BEGIN

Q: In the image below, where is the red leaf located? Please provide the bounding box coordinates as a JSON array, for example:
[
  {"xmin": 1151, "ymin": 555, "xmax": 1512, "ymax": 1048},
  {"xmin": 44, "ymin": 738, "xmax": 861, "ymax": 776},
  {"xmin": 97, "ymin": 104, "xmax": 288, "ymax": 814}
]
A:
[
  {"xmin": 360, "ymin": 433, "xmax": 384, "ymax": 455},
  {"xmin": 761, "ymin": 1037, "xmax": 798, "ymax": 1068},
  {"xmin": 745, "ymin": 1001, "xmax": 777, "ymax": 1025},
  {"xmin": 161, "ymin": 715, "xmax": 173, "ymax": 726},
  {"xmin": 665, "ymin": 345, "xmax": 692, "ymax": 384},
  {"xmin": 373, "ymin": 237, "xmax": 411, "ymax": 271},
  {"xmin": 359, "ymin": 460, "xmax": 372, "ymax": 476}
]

END
BEGIN

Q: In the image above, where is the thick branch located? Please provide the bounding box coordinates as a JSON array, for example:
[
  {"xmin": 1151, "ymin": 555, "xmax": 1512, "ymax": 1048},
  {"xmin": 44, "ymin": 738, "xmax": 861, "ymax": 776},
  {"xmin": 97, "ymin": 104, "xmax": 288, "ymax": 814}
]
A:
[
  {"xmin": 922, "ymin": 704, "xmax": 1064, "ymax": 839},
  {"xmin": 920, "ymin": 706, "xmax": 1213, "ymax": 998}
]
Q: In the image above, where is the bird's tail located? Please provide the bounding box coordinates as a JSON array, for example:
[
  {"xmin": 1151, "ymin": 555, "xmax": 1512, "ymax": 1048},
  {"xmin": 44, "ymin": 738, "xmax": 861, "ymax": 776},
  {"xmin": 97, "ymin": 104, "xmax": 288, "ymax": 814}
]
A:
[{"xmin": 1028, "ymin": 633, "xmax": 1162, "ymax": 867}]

END

* REQUIRED WORK: How many lines in the listing above contain "coordinates"? Give the number and nothing else.

* RESPONSE TO THE TASK: 3